╭─ Okuma parçası

Süleyman, ilkokulu bitirdikten sonra okula bir sene ara vermek zorunda kalır. Sonrasında Delil ve Süleyman, Karakoçan’da birlikte ortaokula başlarlar. Delil her ne kadar köyünden ayrılsa da köyünden kopmaz. Zaten Dep ile Goman birbirlerine çok da uzak değildir bundan dolayı sürekli hafta sonları köye gider. Süleyman, ''Delil köye geldi mi mutlaka bir macera yaşanırdı'' diyerek anlatmaya devam ediyor: ''Akşamları herkes işten güçten dönüp, akşam yemeği yedikten sonra, damlarda yatmak için uzanırdı. Delil sazını alıp yüksek bir dama çıkar. Sac bir huniyi (mastêrêk) sesi daha gür çıkması için önüne alarak 'Şimdi falanca frekansta filanca radyoda türküler dinleyeceksiniz' anonsunu yaptıktan sonra, başlardı çalıp söylemeye. Damda yatanlara bir müzik ziyafeti çekerdi. Delil sazı eline aldığında farklı bir insan olurdu. Kendinden geçiyordu. Adeta o anı yaşıyordu. Ulaş Bardakçı anısına söylenen 'Ulaş’a ağıt' parçasını söylerken hem kendini kaybediyor hem de dinleyenlerin tüylerinin diken diken olmasını sağlıyordu.”

╰─

Okuma parçasına göre Delil, sesinin daha gür çıkması için damda çalıp söylemeye başlamadan önce önüne ne alırdı?

╭─ Veri alıntısı

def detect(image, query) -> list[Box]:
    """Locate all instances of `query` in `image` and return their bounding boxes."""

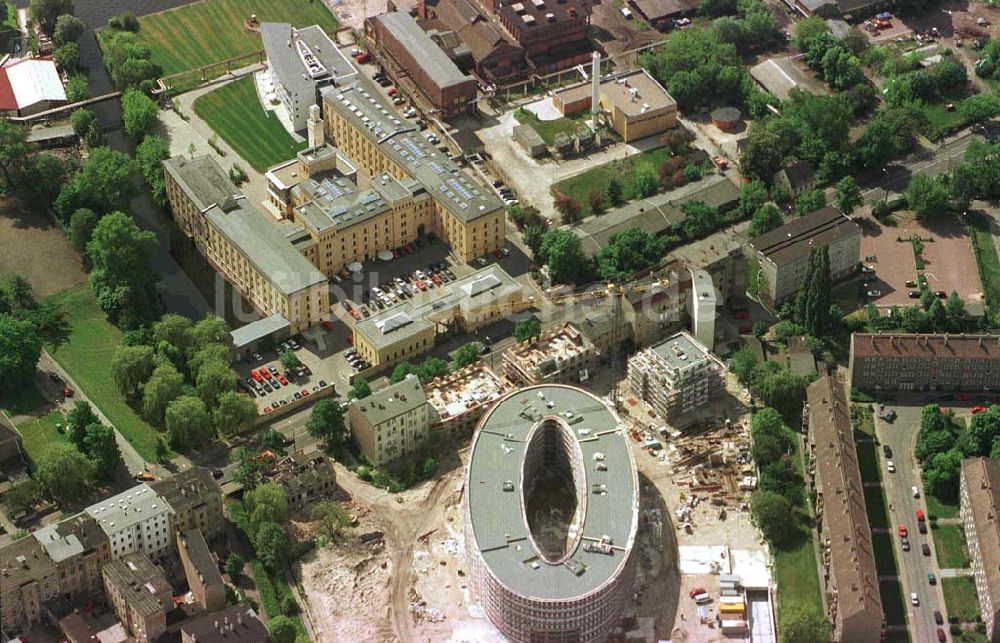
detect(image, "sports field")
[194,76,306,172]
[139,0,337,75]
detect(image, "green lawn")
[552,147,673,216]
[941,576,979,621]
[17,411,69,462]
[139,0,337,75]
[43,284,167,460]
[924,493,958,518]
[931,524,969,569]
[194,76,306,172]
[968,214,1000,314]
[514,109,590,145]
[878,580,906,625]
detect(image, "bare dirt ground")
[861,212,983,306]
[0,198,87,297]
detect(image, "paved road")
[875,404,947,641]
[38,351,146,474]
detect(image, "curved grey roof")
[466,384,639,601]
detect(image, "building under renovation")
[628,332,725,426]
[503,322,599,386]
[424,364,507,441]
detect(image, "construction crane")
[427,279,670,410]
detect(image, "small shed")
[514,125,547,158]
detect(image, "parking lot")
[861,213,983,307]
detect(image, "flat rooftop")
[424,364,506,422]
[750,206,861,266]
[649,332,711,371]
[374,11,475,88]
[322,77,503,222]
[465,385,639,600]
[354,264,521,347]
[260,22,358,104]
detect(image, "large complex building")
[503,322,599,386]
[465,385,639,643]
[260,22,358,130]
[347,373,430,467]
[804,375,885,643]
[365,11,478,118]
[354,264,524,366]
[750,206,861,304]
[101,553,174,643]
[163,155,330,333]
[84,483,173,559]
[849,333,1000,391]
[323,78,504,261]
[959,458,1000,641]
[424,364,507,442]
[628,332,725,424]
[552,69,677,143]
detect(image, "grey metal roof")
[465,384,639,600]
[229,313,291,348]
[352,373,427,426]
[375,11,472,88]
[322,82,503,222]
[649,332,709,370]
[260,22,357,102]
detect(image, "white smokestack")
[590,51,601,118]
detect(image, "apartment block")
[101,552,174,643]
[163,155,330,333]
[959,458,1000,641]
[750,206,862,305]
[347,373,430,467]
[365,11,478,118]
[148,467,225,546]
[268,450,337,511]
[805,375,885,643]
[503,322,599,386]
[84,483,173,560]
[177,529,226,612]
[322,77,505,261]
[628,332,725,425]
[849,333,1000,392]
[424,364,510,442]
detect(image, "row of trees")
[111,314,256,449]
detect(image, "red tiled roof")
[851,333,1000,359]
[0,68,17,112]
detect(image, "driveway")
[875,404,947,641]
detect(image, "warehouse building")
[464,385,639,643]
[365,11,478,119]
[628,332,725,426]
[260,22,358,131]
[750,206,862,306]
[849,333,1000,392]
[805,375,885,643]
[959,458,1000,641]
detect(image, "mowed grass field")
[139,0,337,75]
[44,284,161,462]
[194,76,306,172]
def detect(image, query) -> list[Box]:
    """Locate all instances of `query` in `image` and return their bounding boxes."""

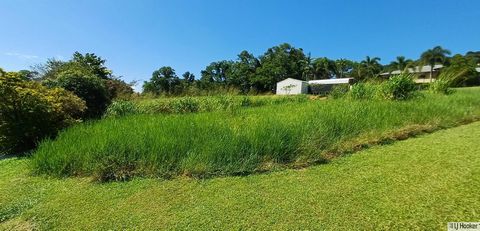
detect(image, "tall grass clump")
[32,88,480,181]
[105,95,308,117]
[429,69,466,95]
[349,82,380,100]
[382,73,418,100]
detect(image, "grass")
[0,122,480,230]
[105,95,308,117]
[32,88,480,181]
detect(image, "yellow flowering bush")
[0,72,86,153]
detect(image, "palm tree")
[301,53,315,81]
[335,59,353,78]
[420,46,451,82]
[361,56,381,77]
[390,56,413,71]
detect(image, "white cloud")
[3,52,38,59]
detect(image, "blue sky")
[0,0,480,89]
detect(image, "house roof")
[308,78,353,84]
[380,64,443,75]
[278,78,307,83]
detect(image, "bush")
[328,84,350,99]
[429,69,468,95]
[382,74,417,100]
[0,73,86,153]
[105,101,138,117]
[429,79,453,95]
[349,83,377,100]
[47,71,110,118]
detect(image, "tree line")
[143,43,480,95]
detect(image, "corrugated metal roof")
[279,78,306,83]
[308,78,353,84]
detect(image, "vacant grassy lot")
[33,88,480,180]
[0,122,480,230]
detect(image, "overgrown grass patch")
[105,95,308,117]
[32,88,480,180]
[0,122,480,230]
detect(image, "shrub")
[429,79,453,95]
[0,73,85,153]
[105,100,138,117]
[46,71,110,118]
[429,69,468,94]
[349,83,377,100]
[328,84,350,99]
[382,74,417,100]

╰─

▶ [Tamamlanmış görev] Sac bir huniyi (mastêrêk) önüne alırdı.